__Task data__

□ □ □

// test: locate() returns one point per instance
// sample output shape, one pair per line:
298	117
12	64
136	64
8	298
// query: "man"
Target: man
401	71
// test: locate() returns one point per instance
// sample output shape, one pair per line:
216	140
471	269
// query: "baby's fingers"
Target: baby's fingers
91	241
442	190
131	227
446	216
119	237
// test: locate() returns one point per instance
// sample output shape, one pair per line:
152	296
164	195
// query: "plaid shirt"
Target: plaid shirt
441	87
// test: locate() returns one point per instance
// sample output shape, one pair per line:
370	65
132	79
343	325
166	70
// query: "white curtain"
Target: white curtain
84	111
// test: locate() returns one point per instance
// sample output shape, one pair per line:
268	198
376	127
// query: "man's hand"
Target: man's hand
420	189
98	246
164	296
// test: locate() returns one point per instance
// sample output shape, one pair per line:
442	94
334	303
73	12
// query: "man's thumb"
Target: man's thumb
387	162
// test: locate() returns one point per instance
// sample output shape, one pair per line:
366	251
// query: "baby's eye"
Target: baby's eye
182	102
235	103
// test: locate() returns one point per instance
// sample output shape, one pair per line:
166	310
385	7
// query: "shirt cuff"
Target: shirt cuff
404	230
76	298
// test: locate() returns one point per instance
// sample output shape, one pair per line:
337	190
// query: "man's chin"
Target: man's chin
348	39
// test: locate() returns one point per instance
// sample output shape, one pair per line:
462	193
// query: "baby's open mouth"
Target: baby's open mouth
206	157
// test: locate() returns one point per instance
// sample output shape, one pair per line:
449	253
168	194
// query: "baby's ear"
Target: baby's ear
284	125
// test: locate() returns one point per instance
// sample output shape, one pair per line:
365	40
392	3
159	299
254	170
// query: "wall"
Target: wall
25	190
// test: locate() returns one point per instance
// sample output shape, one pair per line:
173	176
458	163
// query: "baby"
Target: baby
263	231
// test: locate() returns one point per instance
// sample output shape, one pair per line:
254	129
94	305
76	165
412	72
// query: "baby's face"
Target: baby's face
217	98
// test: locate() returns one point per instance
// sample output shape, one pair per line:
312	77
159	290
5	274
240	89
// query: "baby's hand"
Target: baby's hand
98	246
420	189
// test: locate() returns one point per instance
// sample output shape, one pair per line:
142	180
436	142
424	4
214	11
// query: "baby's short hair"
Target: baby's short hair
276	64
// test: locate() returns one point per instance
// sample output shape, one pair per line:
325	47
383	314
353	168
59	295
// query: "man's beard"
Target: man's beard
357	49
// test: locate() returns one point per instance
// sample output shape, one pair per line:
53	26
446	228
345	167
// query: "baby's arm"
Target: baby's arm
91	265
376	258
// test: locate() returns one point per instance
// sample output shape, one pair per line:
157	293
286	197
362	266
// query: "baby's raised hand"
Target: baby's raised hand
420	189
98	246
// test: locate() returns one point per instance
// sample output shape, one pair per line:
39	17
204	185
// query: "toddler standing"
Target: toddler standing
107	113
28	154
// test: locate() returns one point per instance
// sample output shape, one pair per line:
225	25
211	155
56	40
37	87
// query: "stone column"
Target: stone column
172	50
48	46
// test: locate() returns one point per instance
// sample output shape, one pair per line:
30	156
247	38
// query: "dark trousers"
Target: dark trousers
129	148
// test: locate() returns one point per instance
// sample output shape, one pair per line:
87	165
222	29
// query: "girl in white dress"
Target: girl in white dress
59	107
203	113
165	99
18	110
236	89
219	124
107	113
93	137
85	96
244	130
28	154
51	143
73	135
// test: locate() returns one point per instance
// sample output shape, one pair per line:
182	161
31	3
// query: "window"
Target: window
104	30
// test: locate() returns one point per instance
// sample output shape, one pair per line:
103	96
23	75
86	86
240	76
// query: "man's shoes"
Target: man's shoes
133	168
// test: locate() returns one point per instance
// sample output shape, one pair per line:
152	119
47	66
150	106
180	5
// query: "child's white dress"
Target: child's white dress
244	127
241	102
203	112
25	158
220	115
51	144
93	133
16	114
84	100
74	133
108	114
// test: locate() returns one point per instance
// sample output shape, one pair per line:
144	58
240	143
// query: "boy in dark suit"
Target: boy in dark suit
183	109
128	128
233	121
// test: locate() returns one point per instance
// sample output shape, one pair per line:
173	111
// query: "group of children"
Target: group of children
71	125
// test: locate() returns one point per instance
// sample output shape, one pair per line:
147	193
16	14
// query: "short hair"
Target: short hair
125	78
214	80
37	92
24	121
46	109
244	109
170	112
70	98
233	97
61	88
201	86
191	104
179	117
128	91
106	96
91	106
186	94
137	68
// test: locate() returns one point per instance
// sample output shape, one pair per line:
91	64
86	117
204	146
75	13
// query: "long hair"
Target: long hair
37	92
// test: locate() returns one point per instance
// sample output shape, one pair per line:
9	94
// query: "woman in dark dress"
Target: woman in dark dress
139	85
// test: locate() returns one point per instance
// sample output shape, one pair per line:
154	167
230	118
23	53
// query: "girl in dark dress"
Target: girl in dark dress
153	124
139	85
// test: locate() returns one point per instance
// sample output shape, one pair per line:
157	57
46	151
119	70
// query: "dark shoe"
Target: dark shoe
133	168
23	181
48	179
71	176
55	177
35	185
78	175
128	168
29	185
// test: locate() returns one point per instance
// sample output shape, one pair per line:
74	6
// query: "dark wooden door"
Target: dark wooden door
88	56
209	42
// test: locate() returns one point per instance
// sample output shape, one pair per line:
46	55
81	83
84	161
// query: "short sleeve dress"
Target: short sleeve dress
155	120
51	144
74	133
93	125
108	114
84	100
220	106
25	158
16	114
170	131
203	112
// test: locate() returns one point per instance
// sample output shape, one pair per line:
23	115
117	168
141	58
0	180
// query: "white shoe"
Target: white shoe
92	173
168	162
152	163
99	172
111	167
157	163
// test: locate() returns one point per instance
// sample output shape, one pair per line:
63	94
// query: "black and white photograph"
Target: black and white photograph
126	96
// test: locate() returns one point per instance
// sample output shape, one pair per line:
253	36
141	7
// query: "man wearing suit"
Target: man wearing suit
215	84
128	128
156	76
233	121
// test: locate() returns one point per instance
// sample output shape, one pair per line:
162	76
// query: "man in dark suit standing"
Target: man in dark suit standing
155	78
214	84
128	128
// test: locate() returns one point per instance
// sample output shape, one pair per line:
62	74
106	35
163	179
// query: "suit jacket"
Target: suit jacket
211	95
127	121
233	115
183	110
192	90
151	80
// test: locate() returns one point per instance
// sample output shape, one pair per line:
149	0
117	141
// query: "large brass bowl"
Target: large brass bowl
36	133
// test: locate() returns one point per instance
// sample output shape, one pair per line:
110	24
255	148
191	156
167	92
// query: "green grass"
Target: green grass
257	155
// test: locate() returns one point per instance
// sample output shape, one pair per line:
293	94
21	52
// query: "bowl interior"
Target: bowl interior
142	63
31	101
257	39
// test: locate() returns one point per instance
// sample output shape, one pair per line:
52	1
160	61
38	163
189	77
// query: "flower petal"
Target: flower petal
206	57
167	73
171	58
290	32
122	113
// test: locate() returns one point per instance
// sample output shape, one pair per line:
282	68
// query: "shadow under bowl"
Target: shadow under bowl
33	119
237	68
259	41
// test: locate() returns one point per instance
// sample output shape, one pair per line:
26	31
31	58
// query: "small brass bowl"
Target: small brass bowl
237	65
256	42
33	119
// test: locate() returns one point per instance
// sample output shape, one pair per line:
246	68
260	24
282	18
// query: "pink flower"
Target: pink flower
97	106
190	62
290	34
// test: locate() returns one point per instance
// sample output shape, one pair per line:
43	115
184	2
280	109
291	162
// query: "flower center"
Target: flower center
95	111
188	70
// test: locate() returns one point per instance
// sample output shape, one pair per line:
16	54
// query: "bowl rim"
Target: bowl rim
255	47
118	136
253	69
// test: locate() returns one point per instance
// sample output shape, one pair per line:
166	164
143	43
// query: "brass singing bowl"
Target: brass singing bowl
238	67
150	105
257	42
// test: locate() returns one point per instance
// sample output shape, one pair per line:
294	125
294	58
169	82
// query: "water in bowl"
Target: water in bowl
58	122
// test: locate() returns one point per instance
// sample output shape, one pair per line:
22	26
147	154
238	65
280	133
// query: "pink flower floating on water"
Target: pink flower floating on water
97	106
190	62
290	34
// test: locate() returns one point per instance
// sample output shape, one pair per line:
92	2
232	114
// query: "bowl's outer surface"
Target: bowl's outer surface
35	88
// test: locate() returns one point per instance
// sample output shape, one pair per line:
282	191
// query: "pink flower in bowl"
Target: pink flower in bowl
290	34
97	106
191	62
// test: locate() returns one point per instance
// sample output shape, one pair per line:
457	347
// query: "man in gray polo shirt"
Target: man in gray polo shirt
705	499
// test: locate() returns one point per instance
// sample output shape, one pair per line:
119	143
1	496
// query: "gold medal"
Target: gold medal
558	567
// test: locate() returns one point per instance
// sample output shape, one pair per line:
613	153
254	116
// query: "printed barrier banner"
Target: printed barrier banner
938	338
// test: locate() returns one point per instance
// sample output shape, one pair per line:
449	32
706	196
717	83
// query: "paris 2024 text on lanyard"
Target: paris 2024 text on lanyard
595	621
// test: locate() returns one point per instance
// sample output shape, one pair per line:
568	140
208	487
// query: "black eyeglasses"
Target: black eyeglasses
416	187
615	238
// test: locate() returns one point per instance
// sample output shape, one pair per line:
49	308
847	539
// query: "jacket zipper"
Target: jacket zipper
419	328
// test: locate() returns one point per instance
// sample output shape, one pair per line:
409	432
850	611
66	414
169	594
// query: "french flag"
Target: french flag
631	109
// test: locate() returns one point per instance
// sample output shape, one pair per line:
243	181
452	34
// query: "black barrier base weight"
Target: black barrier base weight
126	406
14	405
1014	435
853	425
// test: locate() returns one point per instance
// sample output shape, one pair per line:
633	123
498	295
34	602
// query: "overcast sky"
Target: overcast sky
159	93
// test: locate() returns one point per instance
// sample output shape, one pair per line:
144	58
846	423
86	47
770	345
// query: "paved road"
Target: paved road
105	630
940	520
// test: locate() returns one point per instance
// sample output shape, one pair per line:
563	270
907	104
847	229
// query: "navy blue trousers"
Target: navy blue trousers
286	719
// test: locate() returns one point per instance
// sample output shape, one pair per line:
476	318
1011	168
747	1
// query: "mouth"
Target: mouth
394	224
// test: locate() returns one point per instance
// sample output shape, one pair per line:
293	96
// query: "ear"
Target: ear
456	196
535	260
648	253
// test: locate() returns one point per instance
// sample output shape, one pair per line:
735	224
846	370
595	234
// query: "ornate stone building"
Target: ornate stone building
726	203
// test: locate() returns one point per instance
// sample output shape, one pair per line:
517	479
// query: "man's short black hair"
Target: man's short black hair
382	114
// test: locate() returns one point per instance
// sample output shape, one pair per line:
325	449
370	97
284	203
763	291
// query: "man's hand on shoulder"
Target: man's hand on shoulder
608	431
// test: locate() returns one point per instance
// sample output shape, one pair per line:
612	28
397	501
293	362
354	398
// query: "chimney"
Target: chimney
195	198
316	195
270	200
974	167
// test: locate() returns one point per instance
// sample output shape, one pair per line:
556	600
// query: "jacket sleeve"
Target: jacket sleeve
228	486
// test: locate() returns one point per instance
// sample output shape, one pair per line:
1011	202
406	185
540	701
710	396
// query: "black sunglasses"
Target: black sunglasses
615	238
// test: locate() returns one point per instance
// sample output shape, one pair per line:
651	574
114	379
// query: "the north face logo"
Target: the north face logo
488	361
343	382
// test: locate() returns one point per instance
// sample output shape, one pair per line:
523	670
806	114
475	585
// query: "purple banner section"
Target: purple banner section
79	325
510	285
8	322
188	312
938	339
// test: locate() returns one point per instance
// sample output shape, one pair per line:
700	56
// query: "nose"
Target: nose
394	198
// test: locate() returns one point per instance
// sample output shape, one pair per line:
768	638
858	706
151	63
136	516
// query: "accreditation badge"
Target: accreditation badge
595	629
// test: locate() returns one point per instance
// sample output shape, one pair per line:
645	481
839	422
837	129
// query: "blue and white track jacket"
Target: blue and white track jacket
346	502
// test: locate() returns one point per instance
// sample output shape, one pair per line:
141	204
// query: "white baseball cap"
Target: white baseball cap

□ □ □

__Required work__
Please state how many lines in the listing above hold the string "baseball", and nothing more.

__Answer space__
2